Copy out the entries in full and with complete accuracy; pictures are excluded.

PROVIDED RECORDS start

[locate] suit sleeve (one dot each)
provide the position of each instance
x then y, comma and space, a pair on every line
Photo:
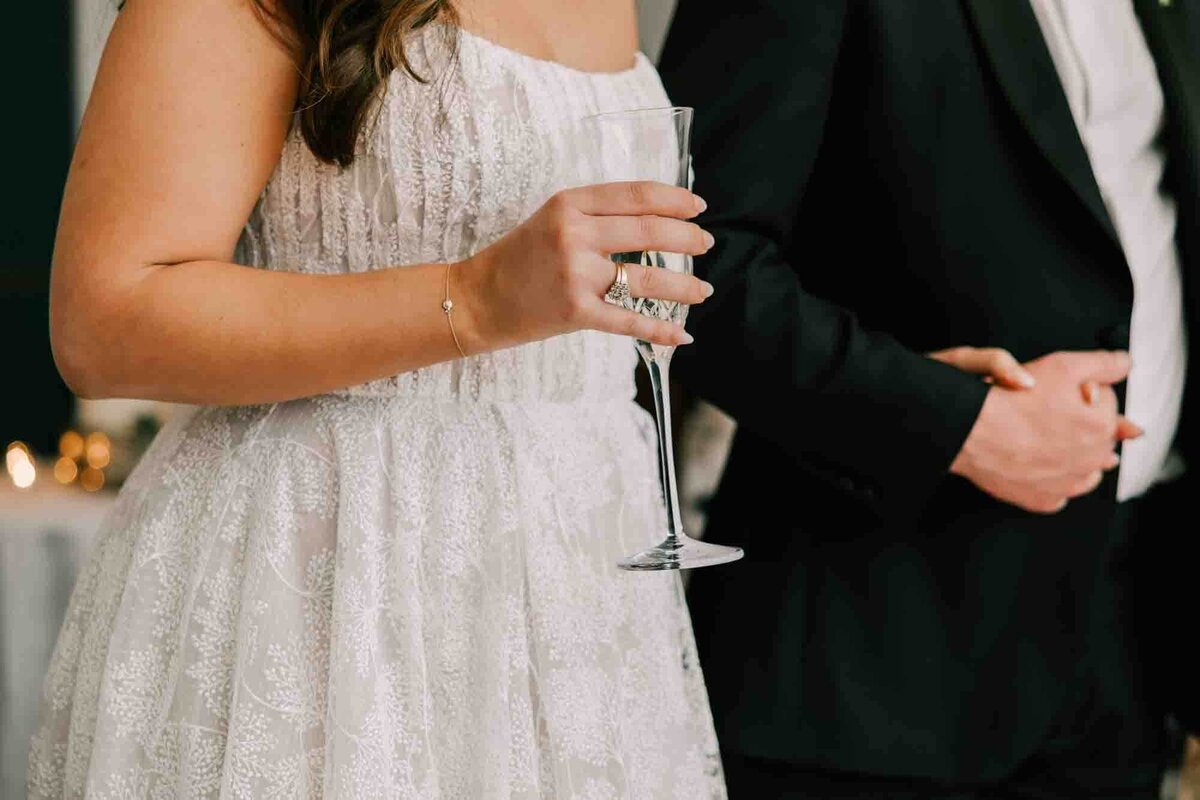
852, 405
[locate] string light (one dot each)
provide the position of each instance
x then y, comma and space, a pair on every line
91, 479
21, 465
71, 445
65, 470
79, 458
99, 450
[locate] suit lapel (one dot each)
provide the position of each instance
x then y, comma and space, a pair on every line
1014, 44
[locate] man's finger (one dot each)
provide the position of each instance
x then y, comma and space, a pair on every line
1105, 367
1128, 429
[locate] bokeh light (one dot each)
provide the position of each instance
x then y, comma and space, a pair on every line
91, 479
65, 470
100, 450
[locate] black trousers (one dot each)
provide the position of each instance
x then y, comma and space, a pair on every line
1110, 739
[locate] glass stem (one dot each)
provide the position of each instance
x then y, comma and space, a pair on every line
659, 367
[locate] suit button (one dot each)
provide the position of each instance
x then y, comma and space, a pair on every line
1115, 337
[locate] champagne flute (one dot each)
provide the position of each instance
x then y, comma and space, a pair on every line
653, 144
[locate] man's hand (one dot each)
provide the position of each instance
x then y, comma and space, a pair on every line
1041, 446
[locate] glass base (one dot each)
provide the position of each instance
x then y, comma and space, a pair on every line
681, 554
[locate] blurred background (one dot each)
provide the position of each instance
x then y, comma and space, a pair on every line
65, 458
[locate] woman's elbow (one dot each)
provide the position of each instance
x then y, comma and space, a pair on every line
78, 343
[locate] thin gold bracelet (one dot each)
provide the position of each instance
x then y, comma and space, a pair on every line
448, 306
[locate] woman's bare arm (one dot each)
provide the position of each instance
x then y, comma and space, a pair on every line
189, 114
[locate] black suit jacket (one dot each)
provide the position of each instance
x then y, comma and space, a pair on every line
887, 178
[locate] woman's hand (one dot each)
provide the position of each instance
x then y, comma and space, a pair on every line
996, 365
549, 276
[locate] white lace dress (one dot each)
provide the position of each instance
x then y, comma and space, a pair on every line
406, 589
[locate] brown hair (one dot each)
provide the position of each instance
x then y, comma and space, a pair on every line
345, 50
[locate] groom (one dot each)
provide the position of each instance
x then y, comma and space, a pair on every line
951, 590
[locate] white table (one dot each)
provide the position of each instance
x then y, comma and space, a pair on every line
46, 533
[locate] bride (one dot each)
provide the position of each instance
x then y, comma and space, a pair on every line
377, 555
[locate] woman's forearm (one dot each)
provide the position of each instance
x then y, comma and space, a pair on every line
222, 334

PROVIDED RECORDS end

ANSWER:
[locate] suit sleeve (one dot each)
provide the position of each instance
x then y, comma and space, a pair on every line
Photo:
852, 405
[locate] string light (one dot each)
provide the position of each instance
x then y, comma and space, a pair on every line
91, 479
21, 465
71, 445
65, 470
79, 458
99, 450
[locate] suit lapel (one dot each)
provide the position of each instance
x then y, comma and space, a pair on every line
1014, 44
[locate] man's finger (one dot each)
provide the position of each instance
x then y, comma and space, a pair on every line
1105, 367
1128, 429
[locate] bokeh light (one dot each)
provide the position of each instance
x then y, comma and space, a pair on every line
91, 479
65, 470
100, 450
[locate] black trousers (one dot each)
provide the position of each instance
x then y, comma and space, a pair on every line
1110, 739
[locate] glass stem (one dot each)
provide the position of each instance
x then y, comma and space, a pair on every line
659, 367
[locate] suit button (one dot each)
provide the position of each instance
x then y, comma and space, a pair on every line
1115, 337
[locate] champagne flute (one dot each)
provide the position of each instance
x then y, comma and space, a pair on every line
653, 144
[locate] man's hand (one dot each)
provide the position of each instance
x then y, comma and space, a pair on every line
1041, 446
[locate] glass base (one dot each)
provide the position of each instance
x then y, comma and space, a pair on every line
681, 554
[locate] blurred background (one dot each)
provide the position of each instance
x then y, comma and space, a pair on every line
65, 458
[locate] woman's elbow (one dot each)
provide the position of each instance
x then y, comma and space, a pair on every line
78, 343
[locate] thin gold bracelet (one dot each)
provide the position of each instance
x then y, comma and space, a pair on every line
448, 306
[locate] woman's bare arm (one dot each)
provide the position of each instance
x then y, comma and space, a pair on every line
189, 114
[locate] black suit jacket (one dot each)
provide the position of each instance
x then y, comma and space, a pair on every line
887, 178
[locate] woman's hand (one dot each)
provide the position of each instance
x then y, comma and space, a pair on every line
996, 365
549, 276
[locate] white lace dress (one dot each)
provide the position of each instance
x then y, comma and space, a pair on every line
406, 589
[locate] brown hair (one dot each)
provide the position of each instance
x then y, comma and space, a pair on every line
345, 50
[locate] groom (one dot each)
provide the position of each instance
x then y, comma and space, a pair on every line
951, 590
[locate] white table (one dot each)
provide the position of each instance
x then y, comma and space, a pair on every line
46, 533
[locate] bride (one dot each)
provide the position of each instance
x then y, comma and space, a pair on every line
377, 555
[locate] woman's forearm (one dot each)
provide the position of each instance
x then y, comma and space, a pair on every line
222, 334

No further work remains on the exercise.